## Data extract
_____

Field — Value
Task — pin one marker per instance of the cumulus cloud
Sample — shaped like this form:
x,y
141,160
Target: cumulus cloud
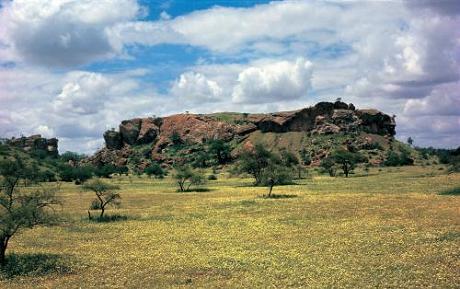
x,y
443,100
196,87
77,106
278,81
62,32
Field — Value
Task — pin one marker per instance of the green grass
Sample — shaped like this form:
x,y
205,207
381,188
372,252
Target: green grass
x,y
453,192
390,229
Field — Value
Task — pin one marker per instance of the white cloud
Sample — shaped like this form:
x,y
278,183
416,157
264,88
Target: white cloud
x,y
62,32
278,81
196,87
443,100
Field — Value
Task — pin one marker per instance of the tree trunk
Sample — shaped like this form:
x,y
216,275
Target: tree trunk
x,y
3,246
270,190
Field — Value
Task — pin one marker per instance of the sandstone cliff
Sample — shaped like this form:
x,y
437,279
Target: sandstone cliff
x,y
157,134
35,143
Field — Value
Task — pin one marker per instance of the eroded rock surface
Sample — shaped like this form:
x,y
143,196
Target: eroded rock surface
x,y
324,118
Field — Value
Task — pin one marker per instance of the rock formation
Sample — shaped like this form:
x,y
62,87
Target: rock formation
x,y
35,143
323,118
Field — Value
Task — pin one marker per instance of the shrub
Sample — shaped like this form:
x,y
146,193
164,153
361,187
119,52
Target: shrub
x,y
347,160
21,209
267,168
155,170
328,165
220,151
105,196
393,159
187,177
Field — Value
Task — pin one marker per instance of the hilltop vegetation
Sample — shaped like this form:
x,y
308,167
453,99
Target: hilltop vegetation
x,y
233,200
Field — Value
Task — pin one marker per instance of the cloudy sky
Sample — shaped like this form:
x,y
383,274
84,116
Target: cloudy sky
x,y
74,68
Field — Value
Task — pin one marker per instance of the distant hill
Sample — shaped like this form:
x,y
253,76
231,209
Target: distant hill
x,y
312,132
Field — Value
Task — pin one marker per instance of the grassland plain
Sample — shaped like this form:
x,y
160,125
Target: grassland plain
x,y
388,229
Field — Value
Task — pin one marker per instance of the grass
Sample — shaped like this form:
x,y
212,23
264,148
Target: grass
x,y
390,229
451,192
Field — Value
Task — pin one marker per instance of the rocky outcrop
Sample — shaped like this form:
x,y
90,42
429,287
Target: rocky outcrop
x,y
323,118
36,143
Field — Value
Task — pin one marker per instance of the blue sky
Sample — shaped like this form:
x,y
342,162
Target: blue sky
x,y
73,69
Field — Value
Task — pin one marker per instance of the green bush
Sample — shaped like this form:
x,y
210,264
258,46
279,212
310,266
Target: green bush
x,y
187,177
212,177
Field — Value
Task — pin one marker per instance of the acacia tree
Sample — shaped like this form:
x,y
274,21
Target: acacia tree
x,y
267,168
106,195
328,164
255,162
186,177
20,209
276,174
347,160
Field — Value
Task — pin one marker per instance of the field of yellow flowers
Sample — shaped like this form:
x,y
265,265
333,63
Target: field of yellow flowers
x,y
386,229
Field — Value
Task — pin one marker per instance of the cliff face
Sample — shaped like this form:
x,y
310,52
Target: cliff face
x,y
322,119
35,143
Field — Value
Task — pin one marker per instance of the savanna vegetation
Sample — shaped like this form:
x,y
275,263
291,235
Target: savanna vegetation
x,y
265,219
389,227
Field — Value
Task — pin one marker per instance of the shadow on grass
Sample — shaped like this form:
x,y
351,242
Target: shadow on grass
x,y
278,196
108,218
33,265
451,192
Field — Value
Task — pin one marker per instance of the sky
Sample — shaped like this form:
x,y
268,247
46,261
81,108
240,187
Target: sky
x,y
72,69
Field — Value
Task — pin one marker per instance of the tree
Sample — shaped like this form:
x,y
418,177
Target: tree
x,y
267,168
186,177
175,139
105,171
71,156
154,169
305,156
105,196
220,150
328,164
276,174
347,160
410,141
20,209
255,162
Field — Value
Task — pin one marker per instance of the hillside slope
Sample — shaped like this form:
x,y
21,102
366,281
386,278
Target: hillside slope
x,y
314,131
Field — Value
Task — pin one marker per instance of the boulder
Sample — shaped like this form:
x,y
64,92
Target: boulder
x,y
148,131
113,140
36,143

_____

## Your objective
Copy the lines above exactly, beginning at the line that has "Target: blue sky" and stopping after the line that has "Task — pin one marker per instance of the hillside", and omit the rest.

## Task answer
Target: blue sky
x,y
73,69
Field — Value
Task — pin one marker per instance of the green bush
Sample — shaped like this form:
x,y
210,264
258,46
279,212
310,266
Target: green bush
x,y
187,177
212,177
Field — Value
Task — pin one marker per instance of the acacia tree
Sample — shaped like this form:
x,y
274,21
Target: acacia tree
x,y
267,168
106,195
328,164
255,162
186,177
20,209
276,174
347,160
Field — Value
Task — pin one marker per instance of the field of yellow flowers
Sample — shaped like this form:
x,y
265,265
333,63
Target: field of yellow flowers
x,y
386,229
Field — Value
Task — pin one marker per instance of the cliff face
Sample — shaped like this form:
x,y
310,52
Target: cliff face
x,y
322,119
35,143
Field — Value
Task — pin one marker per instance of the savanna vegetation
Sample — shaped like this form:
x,y
275,263
291,235
Target: savanna vegetation
x,y
265,219
389,227
Field — Value
Task — pin one marker per instance of the shadow on grass
Sample — shaped like this form:
x,y
351,242
Target: shadow on grass
x,y
278,196
108,218
33,265
451,192
Field — Value
Task — pin one marker per instance of the sky
Sample — shaped like this form:
x,y
268,247
46,261
81,108
240,187
Target: sky
x,y
72,69
Field — Value
Task — pin one marker per instance of the tree
Sample — shaped like this form:
x,y
418,177
Target: tree
x,y
267,168
186,177
175,139
105,171
71,156
154,169
305,156
105,196
220,150
328,164
276,174
347,160
410,141
20,209
255,162
Field — Value
Task — pin one marker per instance of the hillside slope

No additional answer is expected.